Your objective:
From the entries below, transcribe exactly the lines between the line holding "Target phrase = police officer" and the line holding "Target phrase = asphalt road surface", inclusive; skip all other lines.

[[ Records supplied, beginning ]]

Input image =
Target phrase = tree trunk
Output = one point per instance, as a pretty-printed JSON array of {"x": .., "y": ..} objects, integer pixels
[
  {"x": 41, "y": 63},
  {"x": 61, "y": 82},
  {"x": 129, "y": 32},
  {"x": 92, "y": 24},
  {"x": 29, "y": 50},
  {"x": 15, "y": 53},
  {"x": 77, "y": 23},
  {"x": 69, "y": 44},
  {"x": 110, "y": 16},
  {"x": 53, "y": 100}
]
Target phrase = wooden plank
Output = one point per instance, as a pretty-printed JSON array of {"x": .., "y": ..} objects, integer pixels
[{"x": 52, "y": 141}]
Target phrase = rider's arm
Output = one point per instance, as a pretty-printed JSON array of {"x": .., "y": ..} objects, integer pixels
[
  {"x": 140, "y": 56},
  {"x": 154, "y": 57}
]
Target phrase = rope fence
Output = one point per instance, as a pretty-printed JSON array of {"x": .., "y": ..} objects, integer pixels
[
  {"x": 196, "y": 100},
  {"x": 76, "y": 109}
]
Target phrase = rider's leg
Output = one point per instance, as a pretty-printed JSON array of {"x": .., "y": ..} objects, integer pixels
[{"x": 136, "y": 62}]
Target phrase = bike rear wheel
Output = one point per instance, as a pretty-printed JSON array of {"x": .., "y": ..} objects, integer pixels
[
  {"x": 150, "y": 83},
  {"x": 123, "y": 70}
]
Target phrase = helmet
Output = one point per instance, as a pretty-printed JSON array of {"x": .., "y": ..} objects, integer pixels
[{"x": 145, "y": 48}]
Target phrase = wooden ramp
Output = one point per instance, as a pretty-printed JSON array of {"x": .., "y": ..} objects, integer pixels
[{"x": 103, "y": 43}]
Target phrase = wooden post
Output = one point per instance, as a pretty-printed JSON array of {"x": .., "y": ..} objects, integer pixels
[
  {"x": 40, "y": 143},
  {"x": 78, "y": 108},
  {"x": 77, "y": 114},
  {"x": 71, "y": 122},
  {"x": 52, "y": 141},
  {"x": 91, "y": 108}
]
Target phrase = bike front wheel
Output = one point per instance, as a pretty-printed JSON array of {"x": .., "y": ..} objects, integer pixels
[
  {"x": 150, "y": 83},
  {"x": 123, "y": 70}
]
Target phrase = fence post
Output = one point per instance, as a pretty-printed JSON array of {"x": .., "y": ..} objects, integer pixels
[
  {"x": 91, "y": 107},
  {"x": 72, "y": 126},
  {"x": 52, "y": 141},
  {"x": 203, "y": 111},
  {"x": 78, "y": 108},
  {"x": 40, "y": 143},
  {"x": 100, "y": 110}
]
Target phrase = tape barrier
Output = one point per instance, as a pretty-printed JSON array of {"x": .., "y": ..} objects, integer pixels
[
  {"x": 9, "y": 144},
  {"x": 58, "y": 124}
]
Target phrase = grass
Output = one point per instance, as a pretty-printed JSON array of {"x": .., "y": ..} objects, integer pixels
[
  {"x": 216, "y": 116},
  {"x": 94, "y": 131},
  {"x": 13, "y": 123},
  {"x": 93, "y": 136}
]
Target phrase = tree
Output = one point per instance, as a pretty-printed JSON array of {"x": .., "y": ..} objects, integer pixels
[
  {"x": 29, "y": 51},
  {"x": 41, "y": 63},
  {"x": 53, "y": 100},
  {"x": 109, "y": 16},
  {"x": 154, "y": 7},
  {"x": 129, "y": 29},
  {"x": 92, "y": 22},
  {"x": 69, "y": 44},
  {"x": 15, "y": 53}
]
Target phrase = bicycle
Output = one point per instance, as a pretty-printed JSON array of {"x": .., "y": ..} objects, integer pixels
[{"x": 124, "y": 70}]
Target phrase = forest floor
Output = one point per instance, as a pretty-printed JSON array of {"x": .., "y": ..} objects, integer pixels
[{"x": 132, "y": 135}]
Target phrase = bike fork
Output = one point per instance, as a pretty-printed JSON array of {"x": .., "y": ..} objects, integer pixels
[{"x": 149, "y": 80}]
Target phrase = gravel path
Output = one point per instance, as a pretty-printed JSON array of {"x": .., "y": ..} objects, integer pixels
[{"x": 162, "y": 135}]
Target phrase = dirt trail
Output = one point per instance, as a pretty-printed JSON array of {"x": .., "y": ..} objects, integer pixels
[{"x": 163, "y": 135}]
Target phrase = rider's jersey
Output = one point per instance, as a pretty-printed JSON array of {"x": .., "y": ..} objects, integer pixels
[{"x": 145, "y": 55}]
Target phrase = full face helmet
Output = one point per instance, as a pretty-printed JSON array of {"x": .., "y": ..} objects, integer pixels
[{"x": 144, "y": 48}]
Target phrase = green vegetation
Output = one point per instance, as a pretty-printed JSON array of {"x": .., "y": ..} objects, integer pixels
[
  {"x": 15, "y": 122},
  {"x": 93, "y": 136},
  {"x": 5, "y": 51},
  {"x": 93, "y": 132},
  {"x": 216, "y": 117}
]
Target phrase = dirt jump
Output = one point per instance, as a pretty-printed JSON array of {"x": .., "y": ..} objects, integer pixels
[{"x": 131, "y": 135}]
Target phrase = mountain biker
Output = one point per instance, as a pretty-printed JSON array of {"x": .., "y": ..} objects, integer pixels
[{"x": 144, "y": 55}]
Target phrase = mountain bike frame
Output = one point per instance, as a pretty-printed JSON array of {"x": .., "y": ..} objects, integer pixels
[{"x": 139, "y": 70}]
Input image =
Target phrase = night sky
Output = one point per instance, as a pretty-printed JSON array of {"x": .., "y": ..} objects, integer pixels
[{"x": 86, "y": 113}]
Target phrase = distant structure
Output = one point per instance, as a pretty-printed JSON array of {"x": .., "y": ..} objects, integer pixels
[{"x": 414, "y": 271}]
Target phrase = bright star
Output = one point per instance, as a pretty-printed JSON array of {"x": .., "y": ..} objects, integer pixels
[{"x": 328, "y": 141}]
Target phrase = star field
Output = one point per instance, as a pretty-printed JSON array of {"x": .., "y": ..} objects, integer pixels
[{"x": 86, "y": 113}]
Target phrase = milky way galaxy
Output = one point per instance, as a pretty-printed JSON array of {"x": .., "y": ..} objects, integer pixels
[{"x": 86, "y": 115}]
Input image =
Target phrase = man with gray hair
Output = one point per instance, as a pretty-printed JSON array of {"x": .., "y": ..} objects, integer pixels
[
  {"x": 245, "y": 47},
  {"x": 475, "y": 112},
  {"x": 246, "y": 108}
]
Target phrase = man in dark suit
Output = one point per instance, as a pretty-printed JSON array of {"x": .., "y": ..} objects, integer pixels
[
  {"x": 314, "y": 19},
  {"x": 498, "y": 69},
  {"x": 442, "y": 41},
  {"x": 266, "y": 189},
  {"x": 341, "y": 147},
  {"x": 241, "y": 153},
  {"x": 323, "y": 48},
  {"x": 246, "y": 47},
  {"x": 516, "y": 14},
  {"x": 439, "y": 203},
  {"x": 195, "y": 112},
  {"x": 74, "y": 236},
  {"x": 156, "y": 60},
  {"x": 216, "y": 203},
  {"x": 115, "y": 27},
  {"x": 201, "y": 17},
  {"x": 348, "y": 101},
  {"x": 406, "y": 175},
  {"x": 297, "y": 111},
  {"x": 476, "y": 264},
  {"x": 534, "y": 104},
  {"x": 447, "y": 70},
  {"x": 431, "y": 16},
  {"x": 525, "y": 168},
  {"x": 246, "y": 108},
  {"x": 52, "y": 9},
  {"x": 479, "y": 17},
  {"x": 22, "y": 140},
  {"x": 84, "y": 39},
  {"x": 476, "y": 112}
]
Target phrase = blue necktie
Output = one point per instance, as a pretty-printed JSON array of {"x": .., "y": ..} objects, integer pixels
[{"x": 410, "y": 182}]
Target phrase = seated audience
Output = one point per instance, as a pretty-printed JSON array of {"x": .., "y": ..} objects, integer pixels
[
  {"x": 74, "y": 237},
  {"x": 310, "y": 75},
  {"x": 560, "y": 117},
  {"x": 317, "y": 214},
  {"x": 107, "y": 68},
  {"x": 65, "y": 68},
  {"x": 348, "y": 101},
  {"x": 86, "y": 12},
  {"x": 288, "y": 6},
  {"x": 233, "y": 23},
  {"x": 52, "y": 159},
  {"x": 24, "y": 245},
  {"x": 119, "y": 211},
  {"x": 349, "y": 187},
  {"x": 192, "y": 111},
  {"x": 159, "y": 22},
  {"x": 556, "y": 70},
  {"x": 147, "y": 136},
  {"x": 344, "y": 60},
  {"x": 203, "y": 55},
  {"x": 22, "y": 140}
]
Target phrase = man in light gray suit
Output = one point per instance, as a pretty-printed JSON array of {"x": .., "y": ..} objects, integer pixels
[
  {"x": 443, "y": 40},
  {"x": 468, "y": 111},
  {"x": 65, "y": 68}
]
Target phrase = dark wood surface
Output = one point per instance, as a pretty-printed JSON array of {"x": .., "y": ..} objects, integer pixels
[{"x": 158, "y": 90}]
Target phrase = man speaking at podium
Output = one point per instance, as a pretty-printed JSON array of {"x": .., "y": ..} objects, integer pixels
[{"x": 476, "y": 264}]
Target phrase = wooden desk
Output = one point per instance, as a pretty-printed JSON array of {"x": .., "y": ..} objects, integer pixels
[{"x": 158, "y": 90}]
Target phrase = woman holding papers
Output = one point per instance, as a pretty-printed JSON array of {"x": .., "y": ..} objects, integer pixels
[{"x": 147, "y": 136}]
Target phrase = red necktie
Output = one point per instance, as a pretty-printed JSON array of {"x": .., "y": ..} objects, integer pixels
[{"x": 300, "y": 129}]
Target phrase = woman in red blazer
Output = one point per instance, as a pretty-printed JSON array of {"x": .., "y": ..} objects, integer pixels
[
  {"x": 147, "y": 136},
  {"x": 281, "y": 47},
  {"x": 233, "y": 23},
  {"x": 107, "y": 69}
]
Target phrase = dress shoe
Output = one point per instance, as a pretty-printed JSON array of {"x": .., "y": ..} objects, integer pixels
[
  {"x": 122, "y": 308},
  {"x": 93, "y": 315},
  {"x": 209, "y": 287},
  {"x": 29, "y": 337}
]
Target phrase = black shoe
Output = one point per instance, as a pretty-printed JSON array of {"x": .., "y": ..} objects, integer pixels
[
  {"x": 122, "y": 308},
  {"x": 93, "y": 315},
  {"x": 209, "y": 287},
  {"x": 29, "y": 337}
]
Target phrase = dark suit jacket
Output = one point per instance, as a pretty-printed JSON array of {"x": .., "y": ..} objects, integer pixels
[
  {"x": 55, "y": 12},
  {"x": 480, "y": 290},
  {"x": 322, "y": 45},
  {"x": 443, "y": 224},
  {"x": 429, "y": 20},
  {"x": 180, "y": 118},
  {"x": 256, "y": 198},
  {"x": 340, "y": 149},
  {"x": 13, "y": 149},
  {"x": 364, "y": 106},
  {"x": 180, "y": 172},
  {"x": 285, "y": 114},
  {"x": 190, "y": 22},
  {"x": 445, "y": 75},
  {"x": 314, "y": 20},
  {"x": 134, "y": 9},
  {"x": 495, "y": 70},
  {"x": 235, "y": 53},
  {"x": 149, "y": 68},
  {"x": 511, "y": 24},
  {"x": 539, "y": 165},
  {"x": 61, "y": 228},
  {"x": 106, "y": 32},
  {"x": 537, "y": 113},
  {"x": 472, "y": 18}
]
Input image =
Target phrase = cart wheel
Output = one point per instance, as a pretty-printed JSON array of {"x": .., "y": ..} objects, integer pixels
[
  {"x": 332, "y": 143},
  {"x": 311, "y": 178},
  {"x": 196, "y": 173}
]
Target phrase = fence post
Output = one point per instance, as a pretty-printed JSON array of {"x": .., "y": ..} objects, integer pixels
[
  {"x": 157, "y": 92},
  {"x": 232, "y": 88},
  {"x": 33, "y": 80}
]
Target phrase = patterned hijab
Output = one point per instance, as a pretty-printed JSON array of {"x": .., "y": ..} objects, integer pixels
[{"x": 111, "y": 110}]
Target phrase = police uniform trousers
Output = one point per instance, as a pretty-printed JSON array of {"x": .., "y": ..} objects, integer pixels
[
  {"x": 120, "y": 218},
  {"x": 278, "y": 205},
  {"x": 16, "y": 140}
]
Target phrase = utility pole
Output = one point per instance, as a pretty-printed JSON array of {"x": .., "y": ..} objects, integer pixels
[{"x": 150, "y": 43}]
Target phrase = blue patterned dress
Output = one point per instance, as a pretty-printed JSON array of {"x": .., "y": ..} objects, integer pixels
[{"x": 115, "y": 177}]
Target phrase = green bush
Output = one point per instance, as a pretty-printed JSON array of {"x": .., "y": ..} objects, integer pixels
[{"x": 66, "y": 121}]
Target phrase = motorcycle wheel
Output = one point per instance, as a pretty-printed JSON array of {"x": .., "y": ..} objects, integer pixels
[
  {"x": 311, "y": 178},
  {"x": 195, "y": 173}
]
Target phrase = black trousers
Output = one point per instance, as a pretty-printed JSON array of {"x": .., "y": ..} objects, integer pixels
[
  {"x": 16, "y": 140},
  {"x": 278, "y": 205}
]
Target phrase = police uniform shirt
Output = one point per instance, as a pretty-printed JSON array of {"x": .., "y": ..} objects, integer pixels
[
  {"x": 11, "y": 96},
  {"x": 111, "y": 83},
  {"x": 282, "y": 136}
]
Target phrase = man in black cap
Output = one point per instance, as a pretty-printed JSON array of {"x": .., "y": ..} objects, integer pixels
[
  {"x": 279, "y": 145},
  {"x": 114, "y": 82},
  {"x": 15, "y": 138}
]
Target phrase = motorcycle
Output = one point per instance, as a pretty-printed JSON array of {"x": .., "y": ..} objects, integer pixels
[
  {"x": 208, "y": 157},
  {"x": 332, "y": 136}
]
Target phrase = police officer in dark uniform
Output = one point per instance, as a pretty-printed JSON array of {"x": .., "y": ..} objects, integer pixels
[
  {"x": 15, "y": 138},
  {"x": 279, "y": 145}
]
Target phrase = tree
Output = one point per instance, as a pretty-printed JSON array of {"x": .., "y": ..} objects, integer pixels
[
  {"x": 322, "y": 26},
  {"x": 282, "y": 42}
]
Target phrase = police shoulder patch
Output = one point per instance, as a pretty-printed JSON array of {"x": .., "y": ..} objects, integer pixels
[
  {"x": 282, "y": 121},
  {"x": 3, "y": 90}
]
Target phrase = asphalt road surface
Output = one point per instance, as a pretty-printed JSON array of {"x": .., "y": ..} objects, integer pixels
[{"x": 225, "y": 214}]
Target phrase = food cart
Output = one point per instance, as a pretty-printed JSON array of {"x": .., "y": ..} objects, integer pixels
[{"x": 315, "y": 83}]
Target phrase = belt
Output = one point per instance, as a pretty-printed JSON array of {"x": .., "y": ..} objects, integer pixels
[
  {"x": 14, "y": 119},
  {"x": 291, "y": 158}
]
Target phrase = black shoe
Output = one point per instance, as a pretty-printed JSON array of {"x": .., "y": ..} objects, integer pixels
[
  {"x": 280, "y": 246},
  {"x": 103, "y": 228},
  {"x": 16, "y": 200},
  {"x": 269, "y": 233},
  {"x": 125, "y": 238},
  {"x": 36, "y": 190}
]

[[ Records supplied, end ]]

Result of the exercise:
Target phrase = police officer in dark uniform
Output = one point per instance, as a pretty-printed JSON array of {"x": .., "y": ..} objects, integer pixels
[
  {"x": 15, "y": 138},
  {"x": 279, "y": 145}
]
Target phrase = tree
Output = one point per instance, as a pretty-printed JSON array of {"x": .., "y": ..} objects, integer pixels
[
  {"x": 322, "y": 26},
  {"x": 282, "y": 42}
]
Target phrase = police shoulder patch
Output = one point per instance, as a pretty-printed JSON array of {"x": .., "y": ..} objects, integer pixels
[
  {"x": 282, "y": 121},
  {"x": 3, "y": 90}
]
Target phrase = asphalt road surface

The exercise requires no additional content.